[QUOTED PASSAGE]

Food Storage Substitutions:
When Fresh Is Not Available

Food Storage Substitutions

I'm sure all of us have several cookbooks full of good recipes, but we're looking at our favorite recipes with prepping in mind. During a crisis, there will be no trips to the store; we will need to cook with whatever is in our pantry or storage.

Like many of you, I often cook with soup, chicken, or some vegetable or fruit from cans purchased at the grocery store or my own canned/bottled supply. Canned foods are a must-have in my storage plans. But sometimes we don't have a can of some food, or a particular food doesn't even come in cans, or the recipe calls for a fresh food. That's when we need to be creative and flexible. Find a substitute for the recipe ingredient with another food that will be healthy as well as tasty.

Use the following chart to give you an idea of what to substitute when fresh ingredients are not available..

FRESH INGREDIENT
SUBSTITUTION
Apples Dehydrated apple slices, applesauce
Beef Freeze-dried ground beef, freeze-dried sliced beef, dehydrated beef crumbles, canned beef, chipped beef, beef pouches, TVP, jerky
Bell peppers Dehydrated peppers, freeze-dried peppers
Butter Canned butter, freeze-dried butter powder, shortening
Carrots Dehydrated carrots, freeze-dried carrots
Celery Dehydrated celery, freeze-dried celery
Cheese Freeze-dried shredded or powdered cheese, Cheez Whiz, Velveeta processed cheese, canned cheese soup
Chicken Canned chicken, freeze-dried chicken, dehydrated chicken pieces
Eggs Freeze-dried powdered eggs, 1 tablespoon soy flour plus 1 tablespoon water, 1 tablespoon applesauce
Ham Canned flaked ham, Spam, Canned ham, Freeze-dried ham, dehydrated ham or bacon bits
Milk Nonfat dry powdered milk, nonfat dry milk, freeze-dried milk powder, canned evaporated milk
Mushrooms

Canned mushrooms, freeze-dried mushrooms, dehydrated mushrooms

Onions Onion powder, freeze-dried onion, dehydrated onion, onion soup mix
Turkey Canned flaked turkey, freeze-dried turkey, dehydrated turkey pieces
Sausage Freeze-dried sausage crumbles, pepperettes, or little smokies

Source

Sweeteners

Most of us probably store white sugar. It's easy to store and will last indefinitely. Try these substitutions if all you have is white sugar and your recipe calls for other types of sweeteners.

INGREDIENT
SUBSTITUTION
1 cup Dark Brown Sugar 1 cup granulated sugar + ¼ cup molasses
1 cup Light Brown Sugar ½ cup dark brown sugar + ½ cup granulated sugar
1 cup Dark Corn Syrup 1 cup brown sugar plus ¼ cup water
1 cup Light Corn Syrup 1 cup granulated sugar plus ¼ cup water
1 cup Granulated Sugar 2 cups sifted powdered sugar OR ¾ cup honey plus 2 tsp baking soda
1 cup Honey 1 ½ cup granulated sugar plus ¼ cup water OR 1 ½ cup Honey Crystals plus 6 T. HOT water.

Alcohol

For those who like using alcohol in recipes, there are substitutions that will work. It won't be quite the same taste as using the real thing, but in a crisis, anyone could run out of alcohol.

Also, if you grow your own grapes, you will have a supply of grape juice to make your own wine.

[WRITTEN EXERCISE 1]
Which lines of the entries contain the string "smoke"? Select and copy each of them, treating case as significant.
The food storage guide and the entries are unrelated material.

[PROVIDED ENTRIES]
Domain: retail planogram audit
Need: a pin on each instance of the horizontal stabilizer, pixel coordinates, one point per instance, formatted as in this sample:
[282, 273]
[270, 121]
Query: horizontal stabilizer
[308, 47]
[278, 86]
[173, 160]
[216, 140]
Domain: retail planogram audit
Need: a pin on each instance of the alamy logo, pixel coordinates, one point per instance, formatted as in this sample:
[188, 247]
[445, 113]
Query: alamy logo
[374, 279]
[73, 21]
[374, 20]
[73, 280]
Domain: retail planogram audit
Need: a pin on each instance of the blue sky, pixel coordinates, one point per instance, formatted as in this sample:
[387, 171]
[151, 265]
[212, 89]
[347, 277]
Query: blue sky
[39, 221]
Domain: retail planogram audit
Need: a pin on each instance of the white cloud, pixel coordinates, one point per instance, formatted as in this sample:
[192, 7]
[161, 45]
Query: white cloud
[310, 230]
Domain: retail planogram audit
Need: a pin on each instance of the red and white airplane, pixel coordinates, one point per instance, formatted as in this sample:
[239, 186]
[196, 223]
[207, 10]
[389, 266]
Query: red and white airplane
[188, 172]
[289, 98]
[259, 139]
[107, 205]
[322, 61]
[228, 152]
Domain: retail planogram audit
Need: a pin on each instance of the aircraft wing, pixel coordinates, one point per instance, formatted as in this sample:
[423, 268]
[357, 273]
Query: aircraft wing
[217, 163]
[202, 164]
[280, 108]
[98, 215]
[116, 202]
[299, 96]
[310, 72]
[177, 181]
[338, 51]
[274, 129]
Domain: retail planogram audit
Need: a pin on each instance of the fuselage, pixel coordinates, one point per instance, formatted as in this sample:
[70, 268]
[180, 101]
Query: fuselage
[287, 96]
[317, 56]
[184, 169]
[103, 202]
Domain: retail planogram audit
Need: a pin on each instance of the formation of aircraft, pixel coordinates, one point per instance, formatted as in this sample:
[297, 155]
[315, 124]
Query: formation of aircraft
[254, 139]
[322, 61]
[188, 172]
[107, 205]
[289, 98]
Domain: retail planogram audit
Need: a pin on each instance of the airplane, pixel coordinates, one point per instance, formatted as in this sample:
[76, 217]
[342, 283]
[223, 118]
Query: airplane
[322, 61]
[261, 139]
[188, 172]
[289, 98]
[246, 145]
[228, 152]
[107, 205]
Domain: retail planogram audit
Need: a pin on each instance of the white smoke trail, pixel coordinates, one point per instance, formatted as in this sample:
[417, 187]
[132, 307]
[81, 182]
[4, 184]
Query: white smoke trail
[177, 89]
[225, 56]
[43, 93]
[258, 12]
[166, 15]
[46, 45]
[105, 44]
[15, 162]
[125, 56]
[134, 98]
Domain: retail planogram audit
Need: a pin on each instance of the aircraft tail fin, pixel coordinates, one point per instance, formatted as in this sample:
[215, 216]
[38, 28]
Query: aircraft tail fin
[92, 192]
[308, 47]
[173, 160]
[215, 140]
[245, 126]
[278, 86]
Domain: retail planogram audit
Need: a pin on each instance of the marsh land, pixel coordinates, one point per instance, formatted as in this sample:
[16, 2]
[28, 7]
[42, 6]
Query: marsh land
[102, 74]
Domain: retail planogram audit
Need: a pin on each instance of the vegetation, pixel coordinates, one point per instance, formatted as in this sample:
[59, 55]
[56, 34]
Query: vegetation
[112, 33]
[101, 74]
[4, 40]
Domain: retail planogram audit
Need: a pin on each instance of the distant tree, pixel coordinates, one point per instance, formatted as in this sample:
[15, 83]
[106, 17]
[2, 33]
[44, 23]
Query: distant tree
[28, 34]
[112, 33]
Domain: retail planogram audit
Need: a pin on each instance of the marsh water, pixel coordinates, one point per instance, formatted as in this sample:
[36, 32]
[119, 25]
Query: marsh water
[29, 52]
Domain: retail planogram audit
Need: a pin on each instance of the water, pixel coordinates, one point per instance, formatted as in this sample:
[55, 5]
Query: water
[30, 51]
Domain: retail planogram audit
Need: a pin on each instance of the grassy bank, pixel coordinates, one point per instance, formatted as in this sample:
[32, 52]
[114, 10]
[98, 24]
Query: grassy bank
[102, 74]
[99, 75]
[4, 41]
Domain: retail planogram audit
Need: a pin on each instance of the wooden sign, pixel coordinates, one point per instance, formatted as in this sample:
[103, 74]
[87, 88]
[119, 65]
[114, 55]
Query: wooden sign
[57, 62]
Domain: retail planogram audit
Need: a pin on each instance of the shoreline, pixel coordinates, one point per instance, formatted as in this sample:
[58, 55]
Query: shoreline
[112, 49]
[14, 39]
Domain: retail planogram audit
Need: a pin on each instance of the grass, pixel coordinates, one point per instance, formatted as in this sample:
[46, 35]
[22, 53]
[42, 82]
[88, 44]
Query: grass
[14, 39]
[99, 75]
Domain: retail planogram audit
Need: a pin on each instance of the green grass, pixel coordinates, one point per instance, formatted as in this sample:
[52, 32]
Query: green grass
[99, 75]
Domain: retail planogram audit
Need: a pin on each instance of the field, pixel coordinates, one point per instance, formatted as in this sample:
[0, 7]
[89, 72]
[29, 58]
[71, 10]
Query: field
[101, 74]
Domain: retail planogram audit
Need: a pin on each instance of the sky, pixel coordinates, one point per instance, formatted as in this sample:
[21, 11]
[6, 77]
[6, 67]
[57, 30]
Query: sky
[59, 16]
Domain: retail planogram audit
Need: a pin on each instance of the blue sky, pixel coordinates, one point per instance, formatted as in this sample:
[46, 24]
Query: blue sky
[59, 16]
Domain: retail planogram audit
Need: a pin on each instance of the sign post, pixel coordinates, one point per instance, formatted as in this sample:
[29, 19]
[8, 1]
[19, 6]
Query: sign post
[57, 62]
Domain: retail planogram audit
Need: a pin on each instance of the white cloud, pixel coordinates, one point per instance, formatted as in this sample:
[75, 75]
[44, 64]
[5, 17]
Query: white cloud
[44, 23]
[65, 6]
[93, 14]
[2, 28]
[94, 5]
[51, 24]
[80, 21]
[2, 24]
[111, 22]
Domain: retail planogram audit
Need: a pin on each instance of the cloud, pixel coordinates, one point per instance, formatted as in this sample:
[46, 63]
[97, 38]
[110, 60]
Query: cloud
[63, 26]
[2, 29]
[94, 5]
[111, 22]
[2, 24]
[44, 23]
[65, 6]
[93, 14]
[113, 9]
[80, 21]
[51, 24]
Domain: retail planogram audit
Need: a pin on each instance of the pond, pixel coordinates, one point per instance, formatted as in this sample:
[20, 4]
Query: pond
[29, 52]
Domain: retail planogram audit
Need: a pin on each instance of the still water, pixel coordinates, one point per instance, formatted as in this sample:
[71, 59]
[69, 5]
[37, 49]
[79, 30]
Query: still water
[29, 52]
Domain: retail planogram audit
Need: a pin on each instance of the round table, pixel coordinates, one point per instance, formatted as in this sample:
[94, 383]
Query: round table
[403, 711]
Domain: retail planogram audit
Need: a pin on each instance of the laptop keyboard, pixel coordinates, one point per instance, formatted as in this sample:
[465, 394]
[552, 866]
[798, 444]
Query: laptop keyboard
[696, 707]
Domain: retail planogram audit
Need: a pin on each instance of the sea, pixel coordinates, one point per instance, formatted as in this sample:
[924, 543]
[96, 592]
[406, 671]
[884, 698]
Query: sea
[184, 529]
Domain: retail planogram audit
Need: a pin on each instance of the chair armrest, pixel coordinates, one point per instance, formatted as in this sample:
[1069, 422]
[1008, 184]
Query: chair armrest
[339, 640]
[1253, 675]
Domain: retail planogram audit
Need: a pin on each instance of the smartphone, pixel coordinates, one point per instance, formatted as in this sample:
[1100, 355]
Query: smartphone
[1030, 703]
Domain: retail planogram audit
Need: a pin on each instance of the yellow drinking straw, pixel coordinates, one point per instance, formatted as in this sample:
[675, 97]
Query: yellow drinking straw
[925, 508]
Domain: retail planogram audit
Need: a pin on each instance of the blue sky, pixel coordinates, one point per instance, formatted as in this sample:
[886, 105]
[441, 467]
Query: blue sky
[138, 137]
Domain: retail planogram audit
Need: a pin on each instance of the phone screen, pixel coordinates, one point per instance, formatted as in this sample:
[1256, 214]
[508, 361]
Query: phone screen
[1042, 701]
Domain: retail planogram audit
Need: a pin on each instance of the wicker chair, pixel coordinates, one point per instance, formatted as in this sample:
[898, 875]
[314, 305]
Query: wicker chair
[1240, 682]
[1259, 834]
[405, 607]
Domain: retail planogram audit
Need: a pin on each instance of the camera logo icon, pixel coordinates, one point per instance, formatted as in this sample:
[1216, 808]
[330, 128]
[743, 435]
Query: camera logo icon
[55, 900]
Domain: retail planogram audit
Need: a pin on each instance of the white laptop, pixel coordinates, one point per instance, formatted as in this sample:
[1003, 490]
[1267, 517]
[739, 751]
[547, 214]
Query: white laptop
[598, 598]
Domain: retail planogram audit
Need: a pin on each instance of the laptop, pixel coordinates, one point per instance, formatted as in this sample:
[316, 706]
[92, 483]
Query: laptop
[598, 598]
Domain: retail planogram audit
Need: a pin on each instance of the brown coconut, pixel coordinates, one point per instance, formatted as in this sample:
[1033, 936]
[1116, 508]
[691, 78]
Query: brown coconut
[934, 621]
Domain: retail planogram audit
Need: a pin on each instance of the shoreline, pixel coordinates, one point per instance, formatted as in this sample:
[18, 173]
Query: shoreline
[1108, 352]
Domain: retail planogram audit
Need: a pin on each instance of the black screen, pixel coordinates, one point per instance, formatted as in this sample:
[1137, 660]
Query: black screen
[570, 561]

[WRITTEN EXERCISE 2]
Answer these questions about the food storage guide:
(a) What two substitutes does the guide list for fresh celery?
(b) What replaces 1 cup of light corn syrup?
(c) What will people who grow their own grapes have a supply of?

[WRITTEN REPLY 1]
Need: a pin on each instance of the white smoke trail, pixel coordinates, one point per instance, formatted as in this sample:
Query: white smoke trail

[WRITTEN REPLY 2]
(a) Dehydrated celery and freeze-dried celery.
(b) 1 cup granulated sugar plus ¼ cup water.
(c) Grape juice, for making their own wine.